(Data listing)
* * * * *

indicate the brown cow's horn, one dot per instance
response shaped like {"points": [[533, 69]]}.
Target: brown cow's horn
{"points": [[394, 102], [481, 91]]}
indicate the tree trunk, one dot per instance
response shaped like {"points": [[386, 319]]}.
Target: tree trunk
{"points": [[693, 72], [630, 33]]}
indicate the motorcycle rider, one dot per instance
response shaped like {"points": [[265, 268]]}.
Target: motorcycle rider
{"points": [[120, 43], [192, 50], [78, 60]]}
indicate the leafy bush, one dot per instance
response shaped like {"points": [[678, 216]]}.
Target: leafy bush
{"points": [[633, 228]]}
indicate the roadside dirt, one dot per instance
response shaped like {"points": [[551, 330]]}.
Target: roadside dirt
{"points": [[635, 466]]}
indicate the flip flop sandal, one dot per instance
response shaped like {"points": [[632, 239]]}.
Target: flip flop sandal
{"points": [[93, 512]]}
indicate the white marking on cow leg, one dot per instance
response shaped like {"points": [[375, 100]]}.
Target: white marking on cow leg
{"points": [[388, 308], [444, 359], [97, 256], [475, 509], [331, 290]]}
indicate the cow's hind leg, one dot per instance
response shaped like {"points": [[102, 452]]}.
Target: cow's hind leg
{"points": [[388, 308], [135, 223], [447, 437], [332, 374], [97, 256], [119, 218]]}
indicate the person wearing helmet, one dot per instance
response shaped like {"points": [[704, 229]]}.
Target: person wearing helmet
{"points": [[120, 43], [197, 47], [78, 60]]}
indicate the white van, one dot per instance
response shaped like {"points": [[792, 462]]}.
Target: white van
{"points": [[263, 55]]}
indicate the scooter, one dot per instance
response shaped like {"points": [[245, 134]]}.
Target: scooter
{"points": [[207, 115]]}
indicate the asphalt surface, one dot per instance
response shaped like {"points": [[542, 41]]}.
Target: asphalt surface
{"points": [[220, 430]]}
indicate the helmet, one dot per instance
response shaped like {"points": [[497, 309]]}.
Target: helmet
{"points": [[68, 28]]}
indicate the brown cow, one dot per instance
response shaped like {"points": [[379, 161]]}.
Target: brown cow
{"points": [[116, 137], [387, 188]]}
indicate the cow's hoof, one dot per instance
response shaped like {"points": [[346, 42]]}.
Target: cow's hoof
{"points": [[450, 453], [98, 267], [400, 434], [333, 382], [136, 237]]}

* * * * *

» **Your instructions**
Reproduce the listing from the line containing "indicate the roadside" through its final line, including the requests. Offset each point coordinate in the answers by adding 42, and change no other numbers.

» **Task solution**
indicate the roadside dirt, one dot per instance
response shaped like {"points": [[551, 330]]}.
Target: roadside dirt
{"points": [[677, 508]]}
indicate the flip flop sandal, one dot per instance
response shaped like {"points": [[632, 239]]}.
Target: flip flop sandal
{"points": [[135, 554]]}
indicate the white marking on cow leg, one dot per instance
response shaped like {"points": [[375, 100]]}.
Target: white marking on cow leg
{"points": [[430, 350], [486, 401], [139, 298], [517, 551], [373, 332]]}
indicate the cow's hind leg, one dot per instance
response shaped like {"points": [[102, 452]]}.
Target: cow's hind leg
{"points": [[430, 350], [177, 265], [489, 479], [374, 416], [139, 298], [161, 260]]}
indicate the person wearing helmet, one dot per instance
response shaped like {"points": [[704, 229]]}.
Target: person wearing helmet
{"points": [[162, 85], [239, 89], [120, 102]]}
indicate the white van, one dot per instance
response shaped like {"points": [[792, 462]]}.
Target: white van
{"points": [[305, 97]]}
indicate the scooter, one dot per instance
response shaped like {"points": [[245, 134]]}.
Target: scooter
{"points": [[249, 157]]}
indicate the asphalt surface, one dot per instance
response shaped like {"points": [[542, 41]]}.
Target: asphalt surface
{"points": [[262, 472]]}
indicate the helmet, one dot per instance
response shaped like {"points": [[497, 309]]}.
Target: helmet
{"points": [[110, 70]]}
indicate the brown cow, one dot per instance
response shaped like {"points": [[379, 161]]}.
Target: brown cow
{"points": [[158, 179], [429, 230]]}
indicate the cow's hoof, one dot per instance
response shaped like {"points": [[346, 42]]}.
Target: cow's hoof
{"points": [[492, 495], [140, 309], [442, 476], [375, 424], [178, 279]]}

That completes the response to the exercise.